#### [Task details]
Pick out every line of the records that contains the string "crop" and copy each of those lines.
--------------------------------
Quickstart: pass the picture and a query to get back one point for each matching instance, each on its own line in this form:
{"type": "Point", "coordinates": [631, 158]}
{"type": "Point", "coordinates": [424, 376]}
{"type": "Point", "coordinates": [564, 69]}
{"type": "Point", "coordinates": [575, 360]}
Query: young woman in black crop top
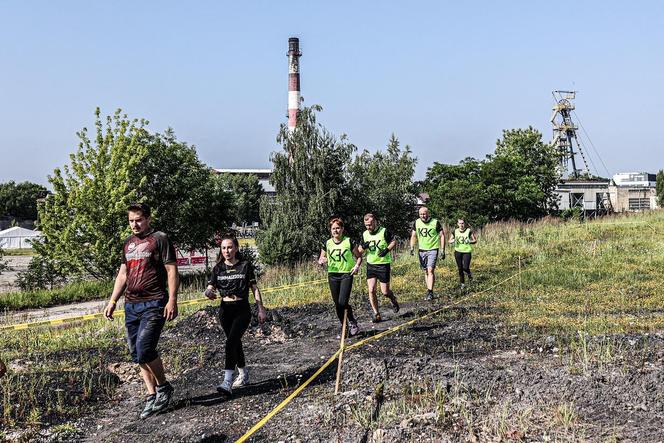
{"type": "Point", "coordinates": [232, 278]}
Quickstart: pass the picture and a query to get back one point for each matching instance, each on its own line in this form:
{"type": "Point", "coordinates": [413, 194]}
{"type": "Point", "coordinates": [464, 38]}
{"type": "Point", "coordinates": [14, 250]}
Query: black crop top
{"type": "Point", "coordinates": [233, 279]}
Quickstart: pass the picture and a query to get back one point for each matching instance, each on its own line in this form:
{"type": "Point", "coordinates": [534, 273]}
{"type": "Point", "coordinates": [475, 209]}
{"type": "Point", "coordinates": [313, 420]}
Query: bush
{"type": "Point", "coordinates": [41, 274]}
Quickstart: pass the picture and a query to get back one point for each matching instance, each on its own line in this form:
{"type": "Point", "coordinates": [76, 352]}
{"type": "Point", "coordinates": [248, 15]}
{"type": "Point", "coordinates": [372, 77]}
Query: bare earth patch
{"type": "Point", "coordinates": [449, 378]}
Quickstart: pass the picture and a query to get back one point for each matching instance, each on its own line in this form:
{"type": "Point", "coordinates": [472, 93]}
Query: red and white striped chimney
{"type": "Point", "coordinates": [293, 81]}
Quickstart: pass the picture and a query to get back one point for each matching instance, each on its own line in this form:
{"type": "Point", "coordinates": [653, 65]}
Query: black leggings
{"type": "Point", "coordinates": [463, 264]}
{"type": "Point", "coordinates": [340, 287]}
{"type": "Point", "coordinates": [235, 318]}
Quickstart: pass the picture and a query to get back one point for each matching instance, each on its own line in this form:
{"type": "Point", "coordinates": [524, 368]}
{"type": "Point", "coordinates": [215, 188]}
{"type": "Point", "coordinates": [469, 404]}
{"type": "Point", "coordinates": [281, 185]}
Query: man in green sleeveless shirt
{"type": "Point", "coordinates": [463, 239]}
{"type": "Point", "coordinates": [429, 235]}
{"type": "Point", "coordinates": [378, 242]}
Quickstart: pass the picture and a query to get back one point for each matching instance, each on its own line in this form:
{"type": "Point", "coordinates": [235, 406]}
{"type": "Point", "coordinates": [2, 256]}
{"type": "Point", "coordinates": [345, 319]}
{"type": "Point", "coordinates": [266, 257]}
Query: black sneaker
{"type": "Point", "coordinates": [164, 394]}
{"type": "Point", "coordinates": [354, 329]}
{"type": "Point", "coordinates": [393, 300]}
{"type": "Point", "coordinates": [148, 409]}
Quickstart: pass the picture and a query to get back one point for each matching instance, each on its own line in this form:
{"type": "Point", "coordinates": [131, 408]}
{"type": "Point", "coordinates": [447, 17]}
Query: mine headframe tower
{"type": "Point", "coordinates": [564, 134]}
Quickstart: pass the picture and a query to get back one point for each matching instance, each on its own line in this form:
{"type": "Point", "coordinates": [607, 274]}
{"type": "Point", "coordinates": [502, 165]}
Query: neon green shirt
{"type": "Point", "coordinates": [462, 240]}
{"type": "Point", "coordinates": [339, 255]}
{"type": "Point", "coordinates": [377, 242]}
{"type": "Point", "coordinates": [428, 234]}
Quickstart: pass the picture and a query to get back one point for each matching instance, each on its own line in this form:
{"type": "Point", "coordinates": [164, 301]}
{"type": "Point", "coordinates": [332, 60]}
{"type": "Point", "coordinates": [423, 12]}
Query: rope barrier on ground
{"type": "Point", "coordinates": [120, 312]}
{"type": "Point", "coordinates": [358, 344]}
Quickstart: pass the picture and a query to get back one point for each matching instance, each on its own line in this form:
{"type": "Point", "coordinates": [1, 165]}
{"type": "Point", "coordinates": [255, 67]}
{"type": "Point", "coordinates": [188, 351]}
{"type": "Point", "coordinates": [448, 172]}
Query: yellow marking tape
{"type": "Point", "coordinates": [120, 312]}
{"type": "Point", "coordinates": [288, 399]}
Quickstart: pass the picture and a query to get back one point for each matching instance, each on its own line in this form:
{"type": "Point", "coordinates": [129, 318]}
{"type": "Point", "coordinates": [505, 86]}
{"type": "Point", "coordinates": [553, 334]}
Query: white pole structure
{"type": "Point", "coordinates": [293, 81]}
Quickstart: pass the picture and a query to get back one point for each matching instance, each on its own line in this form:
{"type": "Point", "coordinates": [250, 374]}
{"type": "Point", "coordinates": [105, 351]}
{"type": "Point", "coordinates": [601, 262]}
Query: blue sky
{"type": "Point", "coordinates": [445, 77]}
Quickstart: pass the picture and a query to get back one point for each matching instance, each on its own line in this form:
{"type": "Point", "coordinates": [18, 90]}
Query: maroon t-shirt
{"type": "Point", "coordinates": [145, 258]}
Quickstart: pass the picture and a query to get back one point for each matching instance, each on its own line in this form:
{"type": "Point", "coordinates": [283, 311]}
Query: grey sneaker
{"type": "Point", "coordinates": [225, 388]}
{"type": "Point", "coordinates": [148, 409]}
{"type": "Point", "coordinates": [164, 394]}
{"type": "Point", "coordinates": [393, 300]}
{"type": "Point", "coordinates": [242, 378]}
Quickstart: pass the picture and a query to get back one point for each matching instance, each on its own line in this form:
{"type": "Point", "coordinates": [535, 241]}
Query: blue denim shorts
{"type": "Point", "coordinates": [144, 322]}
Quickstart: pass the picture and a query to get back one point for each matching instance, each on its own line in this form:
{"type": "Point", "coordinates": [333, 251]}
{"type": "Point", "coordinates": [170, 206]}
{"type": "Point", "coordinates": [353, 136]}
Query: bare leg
{"type": "Point", "coordinates": [153, 374]}
{"type": "Point", "coordinates": [385, 288]}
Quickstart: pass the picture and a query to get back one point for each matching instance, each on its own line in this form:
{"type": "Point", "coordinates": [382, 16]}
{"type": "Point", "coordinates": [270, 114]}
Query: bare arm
{"type": "Point", "coordinates": [171, 308]}
{"type": "Point", "coordinates": [322, 258]}
{"type": "Point", "coordinates": [118, 289]}
{"type": "Point", "coordinates": [358, 260]}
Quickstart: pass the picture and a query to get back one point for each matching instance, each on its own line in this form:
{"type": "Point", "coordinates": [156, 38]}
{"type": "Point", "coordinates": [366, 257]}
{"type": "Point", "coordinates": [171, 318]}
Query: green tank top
{"type": "Point", "coordinates": [339, 256]}
{"type": "Point", "coordinates": [427, 237]}
{"type": "Point", "coordinates": [462, 240]}
{"type": "Point", "coordinates": [376, 244]}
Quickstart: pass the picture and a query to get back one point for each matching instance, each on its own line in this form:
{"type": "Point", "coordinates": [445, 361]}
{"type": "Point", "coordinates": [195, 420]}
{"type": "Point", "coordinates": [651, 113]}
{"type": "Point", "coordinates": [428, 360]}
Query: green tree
{"type": "Point", "coordinates": [522, 175]}
{"type": "Point", "coordinates": [383, 184]}
{"type": "Point", "coordinates": [311, 178]}
{"type": "Point", "coordinates": [659, 188]}
{"type": "Point", "coordinates": [84, 220]}
{"type": "Point", "coordinates": [247, 192]}
{"type": "Point", "coordinates": [517, 181]}
{"type": "Point", "coordinates": [457, 191]}
{"type": "Point", "coordinates": [19, 200]}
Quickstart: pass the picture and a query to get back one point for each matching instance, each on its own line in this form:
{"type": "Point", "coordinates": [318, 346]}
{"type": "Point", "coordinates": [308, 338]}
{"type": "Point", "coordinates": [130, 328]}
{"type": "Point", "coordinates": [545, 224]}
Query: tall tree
{"type": "Point", "coordinates": [659, 188]}
{"type": "Point", "coordinates": [19, 200]}
{"type": "Point", "coordinates": [84, 221]}
{"type": "Point", "coordinates": [247, 192]}
{"type": "Point", "coordinates": [457, 191]}
{"type": "Point", "coordinates": [311, 179]}
{"type": "Point", "coordinates": [517, 181]}
{"type": "Point", "coordinates": [383, 184]}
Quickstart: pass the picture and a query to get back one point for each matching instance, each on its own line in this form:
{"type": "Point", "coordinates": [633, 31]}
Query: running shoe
{"type": "Point", "coordinates": [163, 399]}
{"type": "Point", "coordinates": [242, 378]}
{"type": "Point", "coordinates": [148, 408]}
{"type": "Point", "coordinates": [393, 300]}
{"type": "Point", "coordinates": [225, 388]}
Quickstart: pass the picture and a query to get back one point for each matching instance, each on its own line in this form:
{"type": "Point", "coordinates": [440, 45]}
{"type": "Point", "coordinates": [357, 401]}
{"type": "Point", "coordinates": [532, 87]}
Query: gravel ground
{"type": "Point", "coordinates": [448, 378]}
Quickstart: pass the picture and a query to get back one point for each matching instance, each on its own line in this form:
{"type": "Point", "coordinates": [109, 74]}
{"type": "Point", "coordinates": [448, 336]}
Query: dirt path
{"type": "Point", "coordinates": [445, 379]}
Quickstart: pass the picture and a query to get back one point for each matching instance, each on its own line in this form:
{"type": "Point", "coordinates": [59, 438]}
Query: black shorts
{"type": "Point", "coordinates": [381, 272]}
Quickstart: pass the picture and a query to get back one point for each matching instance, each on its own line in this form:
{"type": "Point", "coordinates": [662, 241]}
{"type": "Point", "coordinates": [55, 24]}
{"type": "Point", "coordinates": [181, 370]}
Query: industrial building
{"type": "Point", "coordinates": [624, 192]}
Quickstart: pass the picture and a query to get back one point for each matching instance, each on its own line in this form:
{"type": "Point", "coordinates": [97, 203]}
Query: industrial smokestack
{"type": "Point", "coordinates": [293, 81]}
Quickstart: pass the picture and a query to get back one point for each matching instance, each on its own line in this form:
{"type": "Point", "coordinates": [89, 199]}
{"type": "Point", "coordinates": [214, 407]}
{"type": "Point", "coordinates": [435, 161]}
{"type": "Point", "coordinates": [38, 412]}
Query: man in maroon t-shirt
{"type": "Point", "coordinates": [149, 279]}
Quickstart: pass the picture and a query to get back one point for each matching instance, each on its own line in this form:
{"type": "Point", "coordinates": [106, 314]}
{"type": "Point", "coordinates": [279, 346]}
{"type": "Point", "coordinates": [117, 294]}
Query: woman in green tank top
{"type": "Point", "coordinates": [343, 260]}
{"type": "Point", "coordinates": [463, 238]}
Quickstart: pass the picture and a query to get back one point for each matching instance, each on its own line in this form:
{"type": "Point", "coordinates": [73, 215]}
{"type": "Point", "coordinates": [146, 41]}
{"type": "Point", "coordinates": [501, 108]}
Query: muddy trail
{"type": "Point", "coordinates": [451, 377]}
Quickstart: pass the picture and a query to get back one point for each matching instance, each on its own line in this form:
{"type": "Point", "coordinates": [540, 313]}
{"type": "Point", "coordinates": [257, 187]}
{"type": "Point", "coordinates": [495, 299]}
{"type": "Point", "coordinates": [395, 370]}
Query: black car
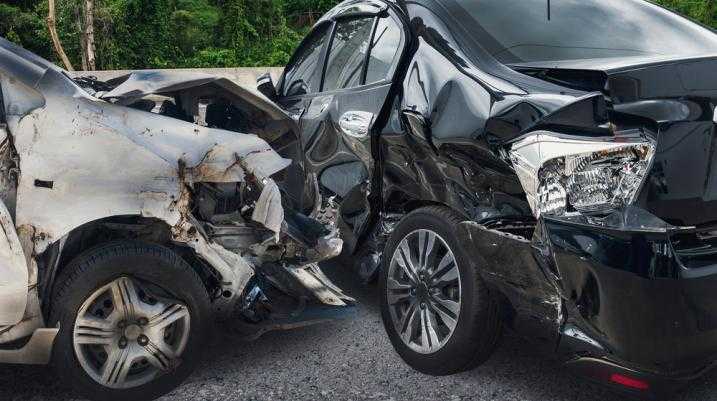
{"type": "Point", "coordinates": [536, 165]}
--------------------------------
#### [Task answer]
Query: young woman in black crop top
Query: black crop top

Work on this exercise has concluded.